• _Problem details_: Extract every line of the listing that contains the string "clicks", treating uppercase and lowercase as distinct.

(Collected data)
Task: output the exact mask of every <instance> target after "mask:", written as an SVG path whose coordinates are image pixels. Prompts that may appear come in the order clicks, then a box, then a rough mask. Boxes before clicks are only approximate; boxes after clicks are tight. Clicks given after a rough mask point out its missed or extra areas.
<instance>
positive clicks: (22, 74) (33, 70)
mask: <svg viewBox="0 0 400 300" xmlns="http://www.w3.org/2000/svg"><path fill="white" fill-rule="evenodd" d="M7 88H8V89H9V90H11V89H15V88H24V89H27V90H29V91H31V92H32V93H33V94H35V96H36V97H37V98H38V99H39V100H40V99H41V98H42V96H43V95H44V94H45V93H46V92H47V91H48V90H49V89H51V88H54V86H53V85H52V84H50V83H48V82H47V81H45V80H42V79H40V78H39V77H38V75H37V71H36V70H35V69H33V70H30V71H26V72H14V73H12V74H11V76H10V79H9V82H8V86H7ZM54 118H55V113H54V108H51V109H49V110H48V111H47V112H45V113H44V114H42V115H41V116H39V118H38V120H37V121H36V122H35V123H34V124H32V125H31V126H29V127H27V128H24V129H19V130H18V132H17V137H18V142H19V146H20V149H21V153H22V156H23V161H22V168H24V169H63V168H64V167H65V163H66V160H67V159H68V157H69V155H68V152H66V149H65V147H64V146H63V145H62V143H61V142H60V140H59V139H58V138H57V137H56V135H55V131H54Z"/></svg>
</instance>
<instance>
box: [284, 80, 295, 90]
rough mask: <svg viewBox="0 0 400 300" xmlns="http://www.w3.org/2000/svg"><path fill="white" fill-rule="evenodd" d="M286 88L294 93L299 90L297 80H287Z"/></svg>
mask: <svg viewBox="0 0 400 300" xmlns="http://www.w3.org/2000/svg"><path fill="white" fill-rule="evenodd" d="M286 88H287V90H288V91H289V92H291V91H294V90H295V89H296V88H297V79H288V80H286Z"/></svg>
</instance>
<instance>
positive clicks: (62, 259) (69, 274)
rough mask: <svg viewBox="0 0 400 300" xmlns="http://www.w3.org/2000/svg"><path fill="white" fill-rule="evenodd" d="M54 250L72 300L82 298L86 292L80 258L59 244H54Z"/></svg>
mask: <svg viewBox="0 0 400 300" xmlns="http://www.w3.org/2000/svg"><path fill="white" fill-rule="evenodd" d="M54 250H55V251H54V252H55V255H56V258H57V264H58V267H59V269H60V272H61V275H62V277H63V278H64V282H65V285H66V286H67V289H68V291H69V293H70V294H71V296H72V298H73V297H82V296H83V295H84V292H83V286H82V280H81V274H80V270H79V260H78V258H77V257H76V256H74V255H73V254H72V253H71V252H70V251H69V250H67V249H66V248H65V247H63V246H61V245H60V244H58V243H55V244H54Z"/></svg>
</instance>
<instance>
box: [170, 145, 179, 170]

• _Result below_:
Task: output the exact mask of every <instance> target after "mask:", written as an SVG path whose coordinates are image pixels. Prompts that may appear come in the order clicks, then a box, then a rough mask. Boxes before clicks are only approximate; boxes after clicks are tight. Clicks given after a rough mask point out its missed or extra areas.
positive clicks: (22, 74) (33, 70)
positive clicks: (62, 259) (69, 274)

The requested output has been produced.